Exercise goal ▸ Return every line of the data below unchanged, leaving out the pictures.

Data shown ▸
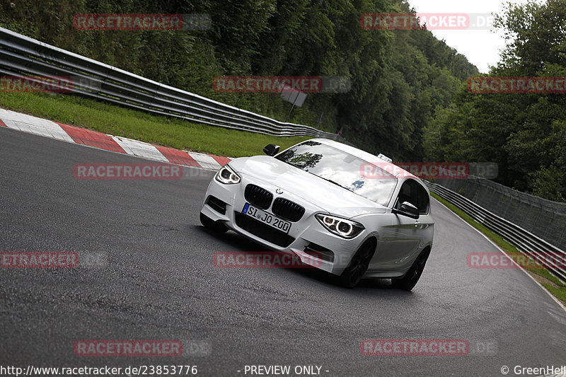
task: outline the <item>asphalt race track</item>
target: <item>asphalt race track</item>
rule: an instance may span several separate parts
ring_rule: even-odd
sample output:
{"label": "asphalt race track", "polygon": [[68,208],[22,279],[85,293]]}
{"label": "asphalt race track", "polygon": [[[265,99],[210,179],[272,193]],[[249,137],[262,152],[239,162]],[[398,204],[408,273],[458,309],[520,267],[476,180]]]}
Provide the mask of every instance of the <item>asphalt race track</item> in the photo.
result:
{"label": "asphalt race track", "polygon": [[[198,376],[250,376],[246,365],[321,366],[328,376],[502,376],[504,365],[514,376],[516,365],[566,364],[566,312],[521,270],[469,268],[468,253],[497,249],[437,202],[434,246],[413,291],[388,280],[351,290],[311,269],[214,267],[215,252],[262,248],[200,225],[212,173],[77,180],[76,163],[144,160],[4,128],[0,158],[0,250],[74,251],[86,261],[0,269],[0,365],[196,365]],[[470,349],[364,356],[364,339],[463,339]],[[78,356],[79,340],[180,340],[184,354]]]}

The result ▸
task: outline the <item>asphalt race track</item>
target: <item>asphalt race track</item>
rule: an instance may span several separate parts
ring_rule: even-odd
sample output:
{"label": "asphalt race track", "polygon": [[68,208],[22,279],[85,293]]}
{"label": "asphalt race track", "polygon": [[[265,99],[210,179],[272,193]],[[249,137],[262,152],[239,162]],[[398,204],[408,273],[458,309],[520,267],[476,180]]]}
Provide the mask of every instance of the <item>asphalt race track</item> in the photo.
result:
{"label": "asphalt race track", "polygon": [[[198,376],[250,376],[246,365],[321,366],[328,376],[502,376],[504,365],[514,376],[516,365],[566,364],[566,312],[521,270],[469,268],[468,253],[497,249],[437,202],[434,246],[413,291],[388,280],[351,290],[311,269],[214,267],[215,252],[262,248],[200,225],[212,173],[77,180],[76,163],[144,160],[4,128],[0,158],[0,250],[74,251],[86,261],[0,269],[0,365],[196,365]],[[470,349],[364,356],[364,339],[463,339]],[[78,356],[79,340],[180,340],[184,354]]]}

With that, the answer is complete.